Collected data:

=== Section Start ===

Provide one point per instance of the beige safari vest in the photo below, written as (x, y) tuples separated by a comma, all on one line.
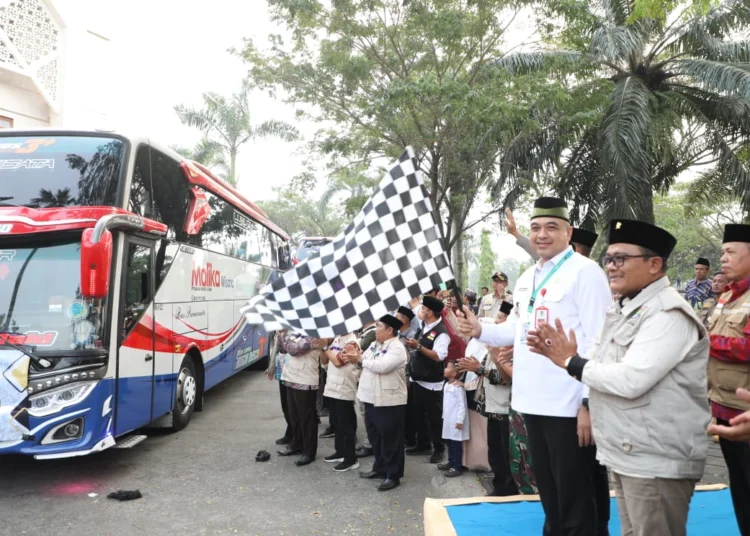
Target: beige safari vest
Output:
[(662, 433), (341, 382), (729, 320), (302, 369)]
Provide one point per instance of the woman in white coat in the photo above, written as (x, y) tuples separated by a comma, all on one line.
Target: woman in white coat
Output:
[(455, 421)]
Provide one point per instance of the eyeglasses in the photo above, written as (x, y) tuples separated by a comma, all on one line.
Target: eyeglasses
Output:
[(619, 260)]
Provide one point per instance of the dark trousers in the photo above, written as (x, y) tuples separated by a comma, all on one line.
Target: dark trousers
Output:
[(410, 428), (600, 481), (385, 428), (737, 457), (304, 421), (427, 416), (498, 454), (455, 453), (562, 476), (344, 422), (285, 410)]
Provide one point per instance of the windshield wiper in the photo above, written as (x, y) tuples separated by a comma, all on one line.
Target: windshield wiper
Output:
[(35, 358)]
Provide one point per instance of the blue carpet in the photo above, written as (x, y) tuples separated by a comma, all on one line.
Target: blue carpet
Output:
[(711, 514)]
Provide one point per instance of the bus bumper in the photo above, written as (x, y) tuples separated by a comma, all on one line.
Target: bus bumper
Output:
[(77, 430)]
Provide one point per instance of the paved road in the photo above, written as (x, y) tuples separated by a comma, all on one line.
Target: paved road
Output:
[(204, 480)]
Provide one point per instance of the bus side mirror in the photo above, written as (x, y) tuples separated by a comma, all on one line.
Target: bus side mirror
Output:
[(96, 262), (198, 212)]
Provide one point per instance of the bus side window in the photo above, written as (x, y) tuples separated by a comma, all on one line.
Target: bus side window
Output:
[(141, 195), (171, 194), (137, 292)]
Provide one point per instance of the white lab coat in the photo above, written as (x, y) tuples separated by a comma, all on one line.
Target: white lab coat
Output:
[(455, 411)]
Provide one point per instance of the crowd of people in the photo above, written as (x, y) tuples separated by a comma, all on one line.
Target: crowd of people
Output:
[(581, 378)]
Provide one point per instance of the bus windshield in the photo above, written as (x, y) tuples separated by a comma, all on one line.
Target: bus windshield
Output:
[(42, 312), (59, 171)]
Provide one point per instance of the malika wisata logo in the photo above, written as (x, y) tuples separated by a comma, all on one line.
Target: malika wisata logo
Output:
[(207, 277)]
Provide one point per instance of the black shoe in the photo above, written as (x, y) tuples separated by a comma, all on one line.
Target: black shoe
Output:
[(436, 457), (304, 460), (389, 484), (363, 452), (346, 466)]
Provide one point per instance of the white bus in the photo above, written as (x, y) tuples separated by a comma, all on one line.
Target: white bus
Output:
[(123, 269)]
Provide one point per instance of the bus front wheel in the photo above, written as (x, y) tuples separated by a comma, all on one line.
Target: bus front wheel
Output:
[(186, 394)]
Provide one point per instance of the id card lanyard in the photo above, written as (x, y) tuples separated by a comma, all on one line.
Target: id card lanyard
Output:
[(554, 270)]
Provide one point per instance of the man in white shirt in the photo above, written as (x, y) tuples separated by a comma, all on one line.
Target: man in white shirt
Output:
[(574, 289), (428, 350)]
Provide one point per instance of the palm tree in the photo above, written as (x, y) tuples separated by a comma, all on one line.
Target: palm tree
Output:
[(678, 96), (225, 121), (209, 153)]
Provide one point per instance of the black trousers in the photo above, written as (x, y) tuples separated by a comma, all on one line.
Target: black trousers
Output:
[(304, 420), (285, 410), (385, 428), (737, 457), (562, 476), (498, 454), (600, 481), (344, 422), (427, 417), (410, 428)]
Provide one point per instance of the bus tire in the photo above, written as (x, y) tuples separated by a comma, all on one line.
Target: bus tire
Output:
[(187, 392)]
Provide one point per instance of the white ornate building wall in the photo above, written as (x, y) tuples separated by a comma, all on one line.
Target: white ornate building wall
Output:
[(54, 70)]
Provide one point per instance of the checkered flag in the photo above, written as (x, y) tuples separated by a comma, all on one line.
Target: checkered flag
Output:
[(391, 252)]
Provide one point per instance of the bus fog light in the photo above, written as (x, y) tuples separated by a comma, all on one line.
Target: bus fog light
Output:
[(59, 398)]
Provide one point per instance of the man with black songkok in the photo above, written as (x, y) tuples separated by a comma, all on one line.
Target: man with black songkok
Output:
[(382, 389), (699, 289), (647, 380), (573, 288), (428, 351)]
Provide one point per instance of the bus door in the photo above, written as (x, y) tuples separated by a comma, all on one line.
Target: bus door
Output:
[(135, 360)]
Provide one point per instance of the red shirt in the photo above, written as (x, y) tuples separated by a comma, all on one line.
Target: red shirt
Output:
[(731, 349)]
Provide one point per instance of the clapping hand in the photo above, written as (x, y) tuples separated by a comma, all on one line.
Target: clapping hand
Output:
[(468, 323), (552, 342)]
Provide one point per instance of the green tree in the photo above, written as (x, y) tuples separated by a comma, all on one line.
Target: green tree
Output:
[(699, 231), (486, 260), (390, 73), (209, 153), (677, 94), (225, 121)]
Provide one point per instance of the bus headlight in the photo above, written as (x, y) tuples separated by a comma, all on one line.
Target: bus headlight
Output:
[(55, 400)]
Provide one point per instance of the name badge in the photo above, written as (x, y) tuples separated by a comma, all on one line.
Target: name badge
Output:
[(541, 314)]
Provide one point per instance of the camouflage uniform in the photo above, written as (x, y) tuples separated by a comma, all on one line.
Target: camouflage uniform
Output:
[(520, 457)]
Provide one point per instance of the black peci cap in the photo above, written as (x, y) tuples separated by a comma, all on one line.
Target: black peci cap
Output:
[(433, 304), (642, 234), (736, 232), (392, 321), (408, 313), (550, 207)]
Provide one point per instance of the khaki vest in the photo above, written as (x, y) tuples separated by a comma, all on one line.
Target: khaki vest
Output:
[(729, 320), (341, 382), (302, 369)]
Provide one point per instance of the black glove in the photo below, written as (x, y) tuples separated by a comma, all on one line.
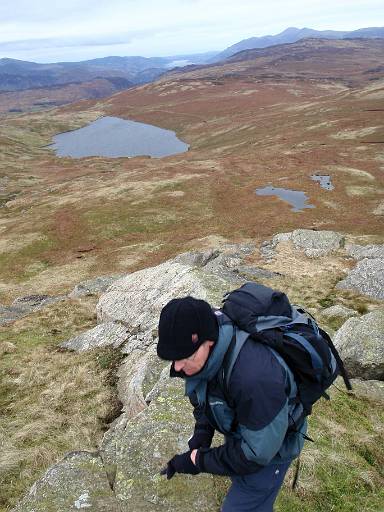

=== Section End ===

◆ **Task brief**
In the records above, find each line with the word "wiper" and copy it out.

◆ **Reply**
Provide one point per instance of the windshield wiper in the photo above, written as (x, y) tuples separated by a comma, all on one line.
Target: windshield wiper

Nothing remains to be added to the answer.